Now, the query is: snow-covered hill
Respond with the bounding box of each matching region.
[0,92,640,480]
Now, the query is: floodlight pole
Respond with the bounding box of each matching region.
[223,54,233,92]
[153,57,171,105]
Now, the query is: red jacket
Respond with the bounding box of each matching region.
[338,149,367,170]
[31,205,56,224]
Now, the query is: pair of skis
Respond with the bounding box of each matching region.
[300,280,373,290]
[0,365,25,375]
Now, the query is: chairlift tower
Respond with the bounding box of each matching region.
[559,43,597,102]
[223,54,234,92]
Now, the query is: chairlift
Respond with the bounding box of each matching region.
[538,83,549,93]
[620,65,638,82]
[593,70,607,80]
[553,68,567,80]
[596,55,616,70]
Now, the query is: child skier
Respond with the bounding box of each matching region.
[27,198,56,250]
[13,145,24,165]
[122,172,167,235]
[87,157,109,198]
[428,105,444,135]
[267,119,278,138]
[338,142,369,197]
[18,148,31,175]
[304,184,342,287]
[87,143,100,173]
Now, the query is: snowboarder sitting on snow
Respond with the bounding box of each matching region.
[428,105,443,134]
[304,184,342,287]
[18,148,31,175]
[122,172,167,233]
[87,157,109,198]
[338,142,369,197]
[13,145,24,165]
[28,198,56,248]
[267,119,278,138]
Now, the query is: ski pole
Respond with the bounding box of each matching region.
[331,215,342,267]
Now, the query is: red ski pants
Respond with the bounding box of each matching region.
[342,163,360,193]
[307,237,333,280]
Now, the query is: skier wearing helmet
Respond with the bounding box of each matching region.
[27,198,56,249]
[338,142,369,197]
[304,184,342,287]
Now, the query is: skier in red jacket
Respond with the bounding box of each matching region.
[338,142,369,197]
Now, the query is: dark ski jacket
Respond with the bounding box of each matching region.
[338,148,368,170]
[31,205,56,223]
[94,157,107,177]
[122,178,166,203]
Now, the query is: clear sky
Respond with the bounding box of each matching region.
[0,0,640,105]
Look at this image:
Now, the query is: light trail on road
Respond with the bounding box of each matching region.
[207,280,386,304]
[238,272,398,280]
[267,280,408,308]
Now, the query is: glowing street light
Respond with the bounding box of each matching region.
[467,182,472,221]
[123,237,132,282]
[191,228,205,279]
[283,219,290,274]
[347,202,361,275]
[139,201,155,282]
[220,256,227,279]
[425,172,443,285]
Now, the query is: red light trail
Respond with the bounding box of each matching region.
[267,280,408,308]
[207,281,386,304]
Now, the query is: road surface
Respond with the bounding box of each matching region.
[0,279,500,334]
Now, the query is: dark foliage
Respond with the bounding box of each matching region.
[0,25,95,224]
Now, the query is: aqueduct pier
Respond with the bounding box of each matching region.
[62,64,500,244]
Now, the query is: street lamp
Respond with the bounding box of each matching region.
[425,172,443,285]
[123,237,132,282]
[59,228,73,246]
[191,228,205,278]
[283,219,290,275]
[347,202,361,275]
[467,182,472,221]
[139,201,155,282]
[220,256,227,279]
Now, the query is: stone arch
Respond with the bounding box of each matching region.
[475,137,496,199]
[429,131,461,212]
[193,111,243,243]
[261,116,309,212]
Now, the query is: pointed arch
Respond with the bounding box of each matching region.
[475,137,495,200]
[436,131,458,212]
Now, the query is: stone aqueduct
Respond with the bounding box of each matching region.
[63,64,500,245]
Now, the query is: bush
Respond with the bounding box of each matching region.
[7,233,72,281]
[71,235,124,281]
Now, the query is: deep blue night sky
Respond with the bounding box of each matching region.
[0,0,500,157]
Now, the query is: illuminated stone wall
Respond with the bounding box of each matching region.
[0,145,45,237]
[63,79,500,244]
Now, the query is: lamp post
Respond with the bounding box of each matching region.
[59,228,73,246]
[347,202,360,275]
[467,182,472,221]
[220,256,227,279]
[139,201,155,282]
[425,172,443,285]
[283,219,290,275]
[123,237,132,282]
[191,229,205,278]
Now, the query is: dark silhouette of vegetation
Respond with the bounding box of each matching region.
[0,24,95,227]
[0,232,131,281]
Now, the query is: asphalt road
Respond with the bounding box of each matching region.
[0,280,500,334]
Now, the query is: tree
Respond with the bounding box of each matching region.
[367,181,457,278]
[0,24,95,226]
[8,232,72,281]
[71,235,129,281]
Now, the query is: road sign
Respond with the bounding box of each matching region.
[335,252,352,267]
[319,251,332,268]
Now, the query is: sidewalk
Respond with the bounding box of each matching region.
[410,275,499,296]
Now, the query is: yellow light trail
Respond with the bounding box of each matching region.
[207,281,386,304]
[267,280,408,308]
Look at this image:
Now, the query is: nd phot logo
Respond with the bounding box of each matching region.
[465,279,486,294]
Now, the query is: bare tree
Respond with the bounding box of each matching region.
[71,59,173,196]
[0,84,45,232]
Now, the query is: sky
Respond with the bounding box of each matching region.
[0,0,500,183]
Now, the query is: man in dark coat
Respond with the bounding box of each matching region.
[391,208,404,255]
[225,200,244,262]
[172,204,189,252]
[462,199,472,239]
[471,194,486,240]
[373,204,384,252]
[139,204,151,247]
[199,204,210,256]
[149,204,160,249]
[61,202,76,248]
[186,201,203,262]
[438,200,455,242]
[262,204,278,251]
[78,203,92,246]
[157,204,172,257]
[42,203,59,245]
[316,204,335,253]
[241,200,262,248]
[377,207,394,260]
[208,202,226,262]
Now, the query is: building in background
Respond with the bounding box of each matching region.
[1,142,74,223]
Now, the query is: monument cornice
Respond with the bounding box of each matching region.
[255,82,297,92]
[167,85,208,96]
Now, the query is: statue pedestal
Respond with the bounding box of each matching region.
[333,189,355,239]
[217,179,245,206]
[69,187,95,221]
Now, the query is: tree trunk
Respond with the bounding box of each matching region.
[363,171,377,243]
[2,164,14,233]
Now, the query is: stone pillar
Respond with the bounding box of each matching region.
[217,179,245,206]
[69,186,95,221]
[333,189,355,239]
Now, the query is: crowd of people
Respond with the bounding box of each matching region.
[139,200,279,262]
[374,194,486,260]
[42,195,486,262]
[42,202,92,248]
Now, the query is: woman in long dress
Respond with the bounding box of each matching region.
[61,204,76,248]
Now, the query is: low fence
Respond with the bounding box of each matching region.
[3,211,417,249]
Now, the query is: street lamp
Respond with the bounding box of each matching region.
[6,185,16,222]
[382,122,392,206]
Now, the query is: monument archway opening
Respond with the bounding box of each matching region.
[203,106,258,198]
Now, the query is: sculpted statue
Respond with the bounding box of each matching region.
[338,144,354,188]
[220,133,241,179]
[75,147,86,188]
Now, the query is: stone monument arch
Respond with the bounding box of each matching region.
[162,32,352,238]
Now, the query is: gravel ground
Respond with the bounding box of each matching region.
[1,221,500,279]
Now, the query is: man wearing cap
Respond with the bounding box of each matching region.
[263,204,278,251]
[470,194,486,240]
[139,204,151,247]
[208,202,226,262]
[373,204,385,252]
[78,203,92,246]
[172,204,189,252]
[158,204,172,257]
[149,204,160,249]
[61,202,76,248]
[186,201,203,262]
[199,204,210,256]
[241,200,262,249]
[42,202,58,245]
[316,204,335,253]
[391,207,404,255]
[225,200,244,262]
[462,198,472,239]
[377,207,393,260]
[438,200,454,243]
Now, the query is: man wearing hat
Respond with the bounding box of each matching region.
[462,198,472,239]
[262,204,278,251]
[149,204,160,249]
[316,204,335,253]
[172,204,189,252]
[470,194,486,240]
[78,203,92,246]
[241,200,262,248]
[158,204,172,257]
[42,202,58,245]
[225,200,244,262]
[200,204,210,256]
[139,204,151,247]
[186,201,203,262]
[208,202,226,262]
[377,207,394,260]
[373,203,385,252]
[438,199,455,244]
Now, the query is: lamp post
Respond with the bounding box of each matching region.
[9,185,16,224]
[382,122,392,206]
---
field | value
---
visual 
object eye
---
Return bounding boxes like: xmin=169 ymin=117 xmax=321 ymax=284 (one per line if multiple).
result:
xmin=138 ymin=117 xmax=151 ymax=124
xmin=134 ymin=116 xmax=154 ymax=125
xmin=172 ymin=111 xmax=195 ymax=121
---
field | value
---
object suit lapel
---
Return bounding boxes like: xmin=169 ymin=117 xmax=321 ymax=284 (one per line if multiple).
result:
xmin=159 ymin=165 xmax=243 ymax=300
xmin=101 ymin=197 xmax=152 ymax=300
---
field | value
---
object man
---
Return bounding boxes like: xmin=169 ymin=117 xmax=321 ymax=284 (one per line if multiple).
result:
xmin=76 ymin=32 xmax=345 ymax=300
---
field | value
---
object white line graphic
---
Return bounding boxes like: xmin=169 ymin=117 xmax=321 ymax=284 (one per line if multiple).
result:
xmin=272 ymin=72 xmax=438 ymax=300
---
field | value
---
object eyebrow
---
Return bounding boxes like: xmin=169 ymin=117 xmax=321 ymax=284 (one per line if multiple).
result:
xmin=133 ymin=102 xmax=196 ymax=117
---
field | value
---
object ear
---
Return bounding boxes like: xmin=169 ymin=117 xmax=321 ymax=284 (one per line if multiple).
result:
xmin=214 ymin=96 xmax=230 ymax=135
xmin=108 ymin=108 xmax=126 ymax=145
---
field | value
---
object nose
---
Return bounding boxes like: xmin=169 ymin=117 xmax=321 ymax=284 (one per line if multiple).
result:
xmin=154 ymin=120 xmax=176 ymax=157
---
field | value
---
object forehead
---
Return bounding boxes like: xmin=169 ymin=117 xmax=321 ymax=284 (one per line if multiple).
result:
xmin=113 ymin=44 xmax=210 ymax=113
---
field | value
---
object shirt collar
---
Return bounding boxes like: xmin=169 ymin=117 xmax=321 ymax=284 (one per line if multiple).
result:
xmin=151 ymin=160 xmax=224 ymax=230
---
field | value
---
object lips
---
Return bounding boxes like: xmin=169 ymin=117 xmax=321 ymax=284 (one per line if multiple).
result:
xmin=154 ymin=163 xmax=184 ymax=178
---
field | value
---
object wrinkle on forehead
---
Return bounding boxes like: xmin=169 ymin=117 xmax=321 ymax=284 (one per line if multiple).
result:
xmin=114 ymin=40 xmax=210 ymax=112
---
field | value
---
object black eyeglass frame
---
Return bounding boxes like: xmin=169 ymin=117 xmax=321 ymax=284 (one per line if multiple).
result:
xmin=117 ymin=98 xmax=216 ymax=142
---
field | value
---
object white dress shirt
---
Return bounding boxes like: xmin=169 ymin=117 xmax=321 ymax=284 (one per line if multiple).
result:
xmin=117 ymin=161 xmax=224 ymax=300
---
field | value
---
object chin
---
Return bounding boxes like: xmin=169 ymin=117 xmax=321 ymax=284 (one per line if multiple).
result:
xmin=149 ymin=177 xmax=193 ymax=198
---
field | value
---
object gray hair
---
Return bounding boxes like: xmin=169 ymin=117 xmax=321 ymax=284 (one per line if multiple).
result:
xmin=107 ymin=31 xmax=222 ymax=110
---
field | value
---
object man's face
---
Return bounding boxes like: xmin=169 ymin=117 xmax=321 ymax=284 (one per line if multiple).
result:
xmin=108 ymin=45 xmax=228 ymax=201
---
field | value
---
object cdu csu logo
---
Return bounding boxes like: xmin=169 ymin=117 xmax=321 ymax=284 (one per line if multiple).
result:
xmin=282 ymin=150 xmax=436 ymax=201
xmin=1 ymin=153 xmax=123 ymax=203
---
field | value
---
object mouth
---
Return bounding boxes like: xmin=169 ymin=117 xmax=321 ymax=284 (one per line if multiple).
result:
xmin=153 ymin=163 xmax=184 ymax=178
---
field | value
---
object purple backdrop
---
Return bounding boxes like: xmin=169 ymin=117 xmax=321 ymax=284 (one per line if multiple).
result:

==============================

**EXERCISE**
Count the lines in the records above that contain "monument" and give only that number.

**OUTPUT FOR THIS TASK**
3